** begin Records to use **
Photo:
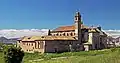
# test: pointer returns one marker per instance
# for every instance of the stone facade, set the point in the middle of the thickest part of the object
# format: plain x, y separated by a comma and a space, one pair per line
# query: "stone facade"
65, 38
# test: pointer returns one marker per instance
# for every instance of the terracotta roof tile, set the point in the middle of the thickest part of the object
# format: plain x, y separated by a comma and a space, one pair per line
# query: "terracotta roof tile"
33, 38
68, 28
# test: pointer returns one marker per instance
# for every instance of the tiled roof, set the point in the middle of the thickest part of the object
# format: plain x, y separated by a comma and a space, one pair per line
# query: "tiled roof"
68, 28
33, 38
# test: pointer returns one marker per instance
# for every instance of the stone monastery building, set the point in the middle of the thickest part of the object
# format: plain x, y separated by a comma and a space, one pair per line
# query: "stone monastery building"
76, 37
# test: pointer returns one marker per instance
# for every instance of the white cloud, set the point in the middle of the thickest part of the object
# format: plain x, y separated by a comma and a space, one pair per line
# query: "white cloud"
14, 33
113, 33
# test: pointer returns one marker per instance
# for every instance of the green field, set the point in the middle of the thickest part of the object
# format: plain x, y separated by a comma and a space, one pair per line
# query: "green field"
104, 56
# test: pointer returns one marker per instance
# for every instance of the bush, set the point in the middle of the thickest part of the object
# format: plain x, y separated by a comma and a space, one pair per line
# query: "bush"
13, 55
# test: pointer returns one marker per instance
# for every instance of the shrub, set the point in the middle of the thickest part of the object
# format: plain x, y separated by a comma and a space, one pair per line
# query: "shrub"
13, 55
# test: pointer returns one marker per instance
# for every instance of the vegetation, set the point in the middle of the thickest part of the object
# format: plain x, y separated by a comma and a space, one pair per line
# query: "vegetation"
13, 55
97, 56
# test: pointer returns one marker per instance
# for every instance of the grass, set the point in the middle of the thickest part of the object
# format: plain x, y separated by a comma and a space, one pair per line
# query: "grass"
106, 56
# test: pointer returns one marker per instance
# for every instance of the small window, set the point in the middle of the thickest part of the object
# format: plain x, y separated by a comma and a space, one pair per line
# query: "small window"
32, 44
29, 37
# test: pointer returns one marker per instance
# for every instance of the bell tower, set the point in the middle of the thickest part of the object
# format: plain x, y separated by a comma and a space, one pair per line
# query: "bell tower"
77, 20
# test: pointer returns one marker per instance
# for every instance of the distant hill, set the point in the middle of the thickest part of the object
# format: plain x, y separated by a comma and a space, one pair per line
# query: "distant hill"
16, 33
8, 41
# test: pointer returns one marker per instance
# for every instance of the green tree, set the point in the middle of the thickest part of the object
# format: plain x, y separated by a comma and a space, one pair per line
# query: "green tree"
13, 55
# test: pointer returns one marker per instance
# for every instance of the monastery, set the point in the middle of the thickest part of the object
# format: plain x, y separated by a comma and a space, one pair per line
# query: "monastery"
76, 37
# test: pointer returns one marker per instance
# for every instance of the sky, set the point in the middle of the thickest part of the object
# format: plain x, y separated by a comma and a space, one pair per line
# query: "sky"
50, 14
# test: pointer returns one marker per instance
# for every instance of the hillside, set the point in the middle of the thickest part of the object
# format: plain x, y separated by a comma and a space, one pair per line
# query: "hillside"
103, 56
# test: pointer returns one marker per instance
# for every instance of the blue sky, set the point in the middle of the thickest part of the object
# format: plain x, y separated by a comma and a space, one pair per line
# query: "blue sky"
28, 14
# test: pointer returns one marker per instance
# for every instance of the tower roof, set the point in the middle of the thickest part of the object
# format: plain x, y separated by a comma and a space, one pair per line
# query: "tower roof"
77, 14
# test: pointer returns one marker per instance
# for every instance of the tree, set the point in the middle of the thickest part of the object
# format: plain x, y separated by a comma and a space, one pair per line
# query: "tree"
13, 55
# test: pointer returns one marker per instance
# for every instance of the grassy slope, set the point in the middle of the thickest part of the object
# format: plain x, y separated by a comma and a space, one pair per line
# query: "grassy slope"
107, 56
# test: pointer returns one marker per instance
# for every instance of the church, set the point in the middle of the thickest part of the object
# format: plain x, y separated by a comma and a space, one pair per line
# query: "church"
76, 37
** end Records to use **
Please collect every line of the records above that contains the string "shrub", with case counting.

# for every instance of the shrub, set the point in the middle of the thickest part of the object
# query: "shrub"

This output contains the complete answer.